→ WRITTEN EXERCISE 1
In the Myopic Poetry Series announcement, reproduce word for word everything from "The Myopic Poetry" down to "from Blazevox press.".
→ WRITTEN EXERCISE 2
According to the Myopic Poetry Series announcement, where was Raymond Bianchi educated?
→ WRITTEN EXERCISE 3
Name each publication that the Myopic Poetry Series announcement says has carried Raymond Bianchi's work, listing each one once.

→ SELECTION
====

The Myopic Poetry Series will feature local experimental poets Raymond Bianchi and Jennifer Karmin in October. For the past thirteen years, Myopic Bookstore has hosted weekly readings and writers' talks by local and national authors.

Raymond Bianchi is a native of Suburban Chicago, the child of Italian immigrants, and educated at the University of Iowa. Ray lived and worked for most of the 1990's in Bolivia and Brazil; in Bolivia in a men's prison and in Brazil in international business and publishing. He is married to the Brazilian artist Waltraud Haas. His work has appeared in Tin Lustre Mobile, Moria, Poesia y Cultura, The Economist, Moria, Antennae, Red River Review, and Fiera di Lingue. Ray is also editor of chicagopostmodernpoetry.com. He is the author of a chapbook, The Suburban Manifesto, and his first book Circular Descent is available from Blazevox press.

====

→ EXTRACTED MATERIAL
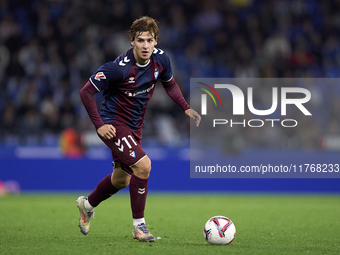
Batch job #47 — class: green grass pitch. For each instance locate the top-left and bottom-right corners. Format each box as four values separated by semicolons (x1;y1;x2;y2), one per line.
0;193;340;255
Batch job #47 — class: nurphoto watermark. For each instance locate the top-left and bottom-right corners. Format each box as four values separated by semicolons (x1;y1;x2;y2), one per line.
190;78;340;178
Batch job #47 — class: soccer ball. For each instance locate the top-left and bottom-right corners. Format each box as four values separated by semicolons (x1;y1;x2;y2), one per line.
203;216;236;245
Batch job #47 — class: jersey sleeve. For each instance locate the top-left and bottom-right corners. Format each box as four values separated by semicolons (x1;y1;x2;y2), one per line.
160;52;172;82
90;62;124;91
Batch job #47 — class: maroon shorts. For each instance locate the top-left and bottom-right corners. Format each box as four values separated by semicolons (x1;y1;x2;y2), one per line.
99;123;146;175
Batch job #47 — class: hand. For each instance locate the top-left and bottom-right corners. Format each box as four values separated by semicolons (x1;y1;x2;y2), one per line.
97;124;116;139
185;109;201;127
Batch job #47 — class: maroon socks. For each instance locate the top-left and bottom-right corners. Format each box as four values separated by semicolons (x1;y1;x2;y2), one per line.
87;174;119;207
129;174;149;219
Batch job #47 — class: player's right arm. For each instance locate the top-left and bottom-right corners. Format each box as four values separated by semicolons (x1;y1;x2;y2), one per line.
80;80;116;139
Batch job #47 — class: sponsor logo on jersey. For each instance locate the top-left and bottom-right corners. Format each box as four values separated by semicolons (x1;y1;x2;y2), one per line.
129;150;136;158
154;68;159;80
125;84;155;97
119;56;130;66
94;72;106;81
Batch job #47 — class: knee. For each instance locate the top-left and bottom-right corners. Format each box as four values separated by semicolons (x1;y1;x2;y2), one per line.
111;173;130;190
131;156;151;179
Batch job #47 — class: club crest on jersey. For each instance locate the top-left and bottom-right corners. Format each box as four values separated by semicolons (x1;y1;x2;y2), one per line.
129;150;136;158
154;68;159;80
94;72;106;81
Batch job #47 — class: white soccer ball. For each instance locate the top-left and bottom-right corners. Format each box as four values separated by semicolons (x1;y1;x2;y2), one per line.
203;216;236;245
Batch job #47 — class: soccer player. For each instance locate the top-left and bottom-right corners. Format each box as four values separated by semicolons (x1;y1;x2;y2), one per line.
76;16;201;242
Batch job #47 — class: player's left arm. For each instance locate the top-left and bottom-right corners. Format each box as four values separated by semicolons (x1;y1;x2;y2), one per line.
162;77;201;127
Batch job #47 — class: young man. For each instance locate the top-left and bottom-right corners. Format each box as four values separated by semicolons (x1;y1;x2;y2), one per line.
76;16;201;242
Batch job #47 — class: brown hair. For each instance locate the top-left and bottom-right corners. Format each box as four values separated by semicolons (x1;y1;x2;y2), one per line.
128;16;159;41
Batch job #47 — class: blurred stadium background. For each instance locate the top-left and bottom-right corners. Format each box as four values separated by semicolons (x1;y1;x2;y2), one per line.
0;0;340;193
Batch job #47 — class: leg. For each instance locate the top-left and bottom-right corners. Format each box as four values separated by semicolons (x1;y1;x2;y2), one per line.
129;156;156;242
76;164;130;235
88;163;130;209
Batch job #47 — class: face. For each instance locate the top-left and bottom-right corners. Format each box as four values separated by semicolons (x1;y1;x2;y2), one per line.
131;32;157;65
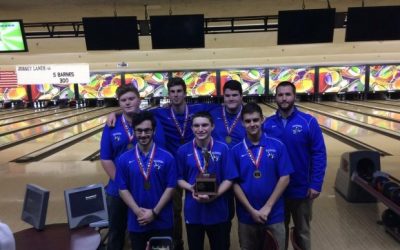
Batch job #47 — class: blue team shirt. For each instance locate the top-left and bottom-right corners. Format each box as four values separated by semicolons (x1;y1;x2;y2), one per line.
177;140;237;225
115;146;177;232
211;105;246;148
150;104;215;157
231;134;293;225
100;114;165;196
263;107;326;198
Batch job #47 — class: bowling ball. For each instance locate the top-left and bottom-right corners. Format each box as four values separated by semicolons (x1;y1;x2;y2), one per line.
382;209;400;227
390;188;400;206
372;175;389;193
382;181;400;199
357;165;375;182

====

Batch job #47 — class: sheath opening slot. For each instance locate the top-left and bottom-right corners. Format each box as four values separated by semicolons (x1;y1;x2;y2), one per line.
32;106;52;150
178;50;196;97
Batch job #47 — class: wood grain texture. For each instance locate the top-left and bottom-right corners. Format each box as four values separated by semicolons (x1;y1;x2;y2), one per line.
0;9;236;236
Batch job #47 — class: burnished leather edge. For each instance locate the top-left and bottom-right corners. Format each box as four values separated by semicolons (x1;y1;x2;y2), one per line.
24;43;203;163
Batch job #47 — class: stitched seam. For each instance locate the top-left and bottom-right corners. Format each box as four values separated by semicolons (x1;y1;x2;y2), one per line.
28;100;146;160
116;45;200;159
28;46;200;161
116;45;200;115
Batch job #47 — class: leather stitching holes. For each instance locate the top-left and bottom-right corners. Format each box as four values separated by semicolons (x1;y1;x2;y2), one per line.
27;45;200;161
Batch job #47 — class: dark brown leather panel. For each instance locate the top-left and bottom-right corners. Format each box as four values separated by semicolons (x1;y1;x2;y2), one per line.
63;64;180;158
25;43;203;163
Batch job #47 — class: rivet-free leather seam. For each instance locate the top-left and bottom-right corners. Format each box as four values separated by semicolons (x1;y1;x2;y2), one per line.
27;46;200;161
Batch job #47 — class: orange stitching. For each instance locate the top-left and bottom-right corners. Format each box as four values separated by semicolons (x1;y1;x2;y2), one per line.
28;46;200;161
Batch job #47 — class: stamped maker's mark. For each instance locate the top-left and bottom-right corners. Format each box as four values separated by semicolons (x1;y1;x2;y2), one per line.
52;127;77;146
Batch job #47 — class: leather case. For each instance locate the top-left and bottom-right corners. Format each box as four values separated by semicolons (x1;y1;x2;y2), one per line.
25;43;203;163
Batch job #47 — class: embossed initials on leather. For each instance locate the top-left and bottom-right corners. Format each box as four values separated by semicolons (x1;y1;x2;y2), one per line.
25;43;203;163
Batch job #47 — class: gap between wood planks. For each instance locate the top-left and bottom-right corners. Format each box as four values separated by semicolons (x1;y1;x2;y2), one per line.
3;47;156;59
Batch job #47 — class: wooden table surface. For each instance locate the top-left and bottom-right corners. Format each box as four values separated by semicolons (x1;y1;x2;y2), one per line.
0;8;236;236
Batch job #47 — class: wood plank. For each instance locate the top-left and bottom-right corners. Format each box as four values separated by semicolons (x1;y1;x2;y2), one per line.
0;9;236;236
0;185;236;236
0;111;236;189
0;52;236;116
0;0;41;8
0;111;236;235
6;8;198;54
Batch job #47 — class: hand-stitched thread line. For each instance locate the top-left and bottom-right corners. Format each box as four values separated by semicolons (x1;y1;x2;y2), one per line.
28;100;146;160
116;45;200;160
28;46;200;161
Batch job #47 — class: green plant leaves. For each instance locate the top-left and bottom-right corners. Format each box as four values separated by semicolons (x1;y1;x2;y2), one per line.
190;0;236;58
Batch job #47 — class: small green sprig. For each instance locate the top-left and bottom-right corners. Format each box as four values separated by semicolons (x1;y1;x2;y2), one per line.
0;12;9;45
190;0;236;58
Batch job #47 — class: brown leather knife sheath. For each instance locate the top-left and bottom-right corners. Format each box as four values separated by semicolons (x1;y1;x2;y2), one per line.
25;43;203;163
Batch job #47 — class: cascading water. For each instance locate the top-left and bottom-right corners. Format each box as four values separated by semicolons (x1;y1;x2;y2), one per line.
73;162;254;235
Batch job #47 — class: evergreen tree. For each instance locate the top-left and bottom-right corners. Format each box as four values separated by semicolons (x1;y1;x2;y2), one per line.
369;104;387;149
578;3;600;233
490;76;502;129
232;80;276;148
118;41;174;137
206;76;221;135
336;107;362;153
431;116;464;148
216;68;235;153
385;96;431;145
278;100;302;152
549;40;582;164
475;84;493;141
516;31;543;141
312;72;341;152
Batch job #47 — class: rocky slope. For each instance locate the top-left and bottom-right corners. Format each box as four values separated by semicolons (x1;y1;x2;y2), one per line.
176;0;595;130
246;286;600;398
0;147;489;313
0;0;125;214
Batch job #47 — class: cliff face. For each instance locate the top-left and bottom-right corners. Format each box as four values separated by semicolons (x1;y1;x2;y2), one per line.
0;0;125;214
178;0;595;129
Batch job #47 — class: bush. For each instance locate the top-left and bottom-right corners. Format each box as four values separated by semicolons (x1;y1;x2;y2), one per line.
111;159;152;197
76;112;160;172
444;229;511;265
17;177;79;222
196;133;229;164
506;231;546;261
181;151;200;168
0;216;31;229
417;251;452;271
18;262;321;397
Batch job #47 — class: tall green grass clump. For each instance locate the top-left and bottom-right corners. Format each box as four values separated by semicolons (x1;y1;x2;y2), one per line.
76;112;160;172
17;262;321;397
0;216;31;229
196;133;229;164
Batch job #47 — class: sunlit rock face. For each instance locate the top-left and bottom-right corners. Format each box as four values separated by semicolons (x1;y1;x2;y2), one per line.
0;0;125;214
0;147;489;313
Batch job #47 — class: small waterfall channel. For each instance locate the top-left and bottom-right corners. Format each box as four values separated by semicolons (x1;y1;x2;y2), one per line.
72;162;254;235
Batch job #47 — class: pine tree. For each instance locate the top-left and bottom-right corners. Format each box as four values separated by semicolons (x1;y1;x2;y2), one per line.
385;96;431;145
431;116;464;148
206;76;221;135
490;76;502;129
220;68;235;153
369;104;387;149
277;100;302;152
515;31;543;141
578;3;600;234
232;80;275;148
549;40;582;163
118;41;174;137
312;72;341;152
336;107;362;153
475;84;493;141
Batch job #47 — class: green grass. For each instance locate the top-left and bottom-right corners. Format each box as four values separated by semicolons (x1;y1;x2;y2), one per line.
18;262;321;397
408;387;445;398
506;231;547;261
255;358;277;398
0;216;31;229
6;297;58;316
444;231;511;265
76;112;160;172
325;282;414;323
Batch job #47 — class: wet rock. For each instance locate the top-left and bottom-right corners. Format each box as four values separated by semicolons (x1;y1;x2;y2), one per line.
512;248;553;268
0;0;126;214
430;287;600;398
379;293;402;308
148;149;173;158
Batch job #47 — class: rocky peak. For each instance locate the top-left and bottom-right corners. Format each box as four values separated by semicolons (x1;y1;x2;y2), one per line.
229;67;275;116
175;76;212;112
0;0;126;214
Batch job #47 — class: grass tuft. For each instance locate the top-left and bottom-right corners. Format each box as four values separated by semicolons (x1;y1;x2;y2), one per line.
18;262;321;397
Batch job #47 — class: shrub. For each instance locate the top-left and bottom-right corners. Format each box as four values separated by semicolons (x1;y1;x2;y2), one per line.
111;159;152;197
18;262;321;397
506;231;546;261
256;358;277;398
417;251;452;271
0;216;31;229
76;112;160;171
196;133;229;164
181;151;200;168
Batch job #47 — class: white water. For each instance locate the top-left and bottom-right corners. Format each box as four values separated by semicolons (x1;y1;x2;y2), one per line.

====

→ REPLY 1
The Myopic Poetry Series will feature local experimental poets Raymond Bianchi and Jennifer Karmin in October. For the past thirteen years, Myopic Bookstore has hosted weekly readings and writers' talks by local and national authors.

Raymond Bianchi is a native of Suburban Chicago, the child of Italian immigrants, and educated at the University of Iowa. Ray lived and worked for most of the 1990's in Bolivia and Brazil; in Bolivia in a men's prison and in Brazil in international business and publishing. He is married to the Brazilian artist Waltraud Haas. His work has appeared in Tin Lustre Mobile, Moria, Poesia y Cultura, The Economist, Moria, Antennae, Red River Review, and Fiera di Lingue. Ray is also editor of chicagopostmodernpoetry.com. He is the author of a chapbook, The Suburban Manifesto, and his first book Circular Descent is available from Blazevox press.

→ REPLY 2
The University of Iowa.

→ REPLY 3
Tin Lustre Mobile
Moria
Poesia y Cultura
The Economist
Antennae
Red River Review
Fiera di Lingue